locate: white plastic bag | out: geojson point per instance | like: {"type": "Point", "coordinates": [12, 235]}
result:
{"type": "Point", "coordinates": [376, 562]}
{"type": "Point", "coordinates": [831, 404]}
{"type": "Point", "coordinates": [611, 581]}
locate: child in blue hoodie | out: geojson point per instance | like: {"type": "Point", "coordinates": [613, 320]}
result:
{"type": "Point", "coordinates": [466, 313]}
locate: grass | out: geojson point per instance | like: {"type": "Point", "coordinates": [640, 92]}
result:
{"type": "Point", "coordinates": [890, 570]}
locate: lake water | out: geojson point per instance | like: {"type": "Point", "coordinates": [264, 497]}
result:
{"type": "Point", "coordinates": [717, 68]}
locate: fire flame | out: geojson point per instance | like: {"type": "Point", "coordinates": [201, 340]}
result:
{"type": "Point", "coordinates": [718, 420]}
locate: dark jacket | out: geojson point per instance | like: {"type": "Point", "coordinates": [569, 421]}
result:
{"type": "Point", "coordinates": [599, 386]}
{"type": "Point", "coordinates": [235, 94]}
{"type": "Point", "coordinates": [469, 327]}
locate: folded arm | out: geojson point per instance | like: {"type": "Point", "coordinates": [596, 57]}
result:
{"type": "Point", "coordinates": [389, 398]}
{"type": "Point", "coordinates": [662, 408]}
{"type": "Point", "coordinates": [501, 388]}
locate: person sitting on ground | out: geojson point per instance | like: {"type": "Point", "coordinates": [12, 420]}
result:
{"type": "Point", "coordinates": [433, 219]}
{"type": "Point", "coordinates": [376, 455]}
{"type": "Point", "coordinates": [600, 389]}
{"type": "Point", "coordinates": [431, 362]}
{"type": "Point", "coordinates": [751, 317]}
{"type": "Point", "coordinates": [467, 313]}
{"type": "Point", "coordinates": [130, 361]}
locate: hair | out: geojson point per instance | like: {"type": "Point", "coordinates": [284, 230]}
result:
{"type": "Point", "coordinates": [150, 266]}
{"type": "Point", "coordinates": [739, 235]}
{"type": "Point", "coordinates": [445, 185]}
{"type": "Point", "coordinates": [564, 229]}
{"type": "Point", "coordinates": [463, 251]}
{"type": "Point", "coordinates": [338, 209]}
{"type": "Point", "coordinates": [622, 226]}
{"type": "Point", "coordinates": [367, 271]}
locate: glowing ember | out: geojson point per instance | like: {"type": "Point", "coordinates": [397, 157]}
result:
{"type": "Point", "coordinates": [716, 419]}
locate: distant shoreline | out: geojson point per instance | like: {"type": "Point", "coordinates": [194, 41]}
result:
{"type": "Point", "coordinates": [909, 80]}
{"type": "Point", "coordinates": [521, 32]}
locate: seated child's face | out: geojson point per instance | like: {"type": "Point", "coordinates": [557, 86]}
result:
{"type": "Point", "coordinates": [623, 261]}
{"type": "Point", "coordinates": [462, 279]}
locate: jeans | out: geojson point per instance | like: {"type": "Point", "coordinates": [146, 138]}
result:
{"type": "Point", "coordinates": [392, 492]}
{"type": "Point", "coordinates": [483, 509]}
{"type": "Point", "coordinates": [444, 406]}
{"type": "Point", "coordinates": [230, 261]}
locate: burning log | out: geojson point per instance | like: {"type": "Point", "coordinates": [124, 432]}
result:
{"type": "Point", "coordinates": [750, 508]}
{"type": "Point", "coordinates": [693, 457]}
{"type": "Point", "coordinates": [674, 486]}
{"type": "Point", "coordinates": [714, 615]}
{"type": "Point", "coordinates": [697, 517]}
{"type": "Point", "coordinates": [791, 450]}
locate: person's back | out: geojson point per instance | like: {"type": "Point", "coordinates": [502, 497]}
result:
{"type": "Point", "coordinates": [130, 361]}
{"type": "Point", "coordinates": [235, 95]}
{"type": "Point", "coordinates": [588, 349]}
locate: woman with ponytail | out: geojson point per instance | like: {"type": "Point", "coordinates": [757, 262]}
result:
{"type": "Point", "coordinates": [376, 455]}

--- Instructions to follow ---
Please copy every line of the material exactly.

--- Written solution ---
locate: white plastic bag | out: geojson point per instance | like: {"type": "Point", "coordinates": [12, 235]}
result:
{"type": "Point", "coordinates": [376, 562]}
{"type": "Point", "coordinates": [831, 404]}
{"type": "Point", "coordinates": [611, 581]}
locate: child in blue hoodie | out: geojson point per instance | like: {"type": "Point", "coordinates": [613, 320]}
result:
{"type": "Point", "coordinates": [466, 313]}
locate: grass | out: geojson point per instance | like: {"type": "Point", "coordinates": [640, 92]}
result:
{"type": "Point", "coordinates": [890, 570]}
locate: lake water | out: geojson point per instance | like: {"type": "Point", "coordinates": [264, 497]}
result:
{"type": "Point", "coordinates": [717, 68]}
locate: fire flame | out: geojson point per instance | like: {"type": "Point", "coordinates": [201, 340]}
result:
{"type": "Point", "coordinates": [718, 420]}
locate: dark jacket | out: geojson point per instance | like: {"type": "Point", "coordinates": [569, 421]}
result:
{"type": "Point", "coordinates": [599, 386]}
{"type": "Point", "coordinates": [235, 94]}
{"type": "Point", "coordinates": [469, 327]}
locate: folded arm | out: geojson point per instance | like: {"type": "Point", "coordinates": [596, 57]}
result:
{"type": "Point", "coordinates": [389, 398]}
{"type": "Point", "coordinates": [662, 408]}
{"type": "Point", "coordinates": [501, 388]}
locate: person sitting on ground | out: geojson point per instance | like: {"type": "Point", "coordinates": [12, 420]}
result:
{"type": "Point", "coordinates": [433, 219]}
{"type": "Point", "coordinates": [376, 455]}
{"type": "Point", "coordinates": [600, 389]}
{"type": "Point", "coordinates": [431, 362]}
{"type": "Point", "coordinates": [751, 317]}
{"type": "Point", "coordinates": [467, 313]}
{"type": "Point", "coordinates": [130, 361]}
locate: hair | out: geojson point per instance | like: {"type": "Point", "coordinates": [284, 230]}
result:
{"type": "Point", "coordinates": [150, 266]}
{"type": "Point", "coordinates": [739, 235]}
{"type": "Point", "coordinates": [445, 185]}
{"type": "Point", "coordinates": [564, 229]}
{"type": "Point", "coordinates": [463, 251]}
{"type": "Point", "coordinates": [338, 209]}
{"type": "Point", "coordinates": [622, 226]}
{"type": "Point", "coordinates": [367, 271]}
locate: glowing ember | out: geojson point per instance | like: {"type": "Point", "coordinates": [397, 157]}
result:
{"type": "Point", "coordinates": [716, 419]}
locate: distant shoreline | out: geojson point per instance | like: {"type": "Point", "coordinates": [194, 41]}
result:
{"type": "Point", "coordinates": [909, 80]}
{"type": "Point", "coordinates": [521, 32]}
locate: seated child's face | out: geojson point per instance | like: {"type": "Point", "coordinates": [557, 86]}
result:
{"type": "Point", "coordinates": [623, 261]}
{"type": "Point", "coordinates": [462, 279]}
locate: jeans | out: geojson point per instance | like: {"type": "Point", "coordinates": [146, 138]}
result:
{"type": "Point", "coordinates": [392, 492]}
{"type": "Point", "coordinates": [483, 509]}
{"type": "Point", "coordinates": [444, 406]}
{"type": "Point", "coordinates": [230, 261]}
locate: burning log | out: geojson point per instance | like: {"type": "Point", "coordinates": [124, 432]}
result:
{"type": "Point", "coordinates": [750, 508]}
{"type": "Point", "coordinates": [693, 457]}
{"type": "Point", "coordinates": [674, 486]}
{"type": "Point", "coordinates": [714, 615]}
{"type": "Point", "coordinates": [697, 517]}
{"type": "Point", "coordinates": [791, 450]}
locate: person's back | out: geojson point per instance | like: {"type": "Point", "coordinates": [502, 497]}
result:
{"type": "Point", "coordinates": [130, 361]}
{"type": "Point", "coordinates": [235, 95]}
{"type": "Point", "coordinates": [588, 349]}
locate: woman with ponytail | out: geojson point per instance | like: {"type": "Point", "coordinates": [757, 262]}
result:
{"type": "Point", "coordinates": [376, 455]}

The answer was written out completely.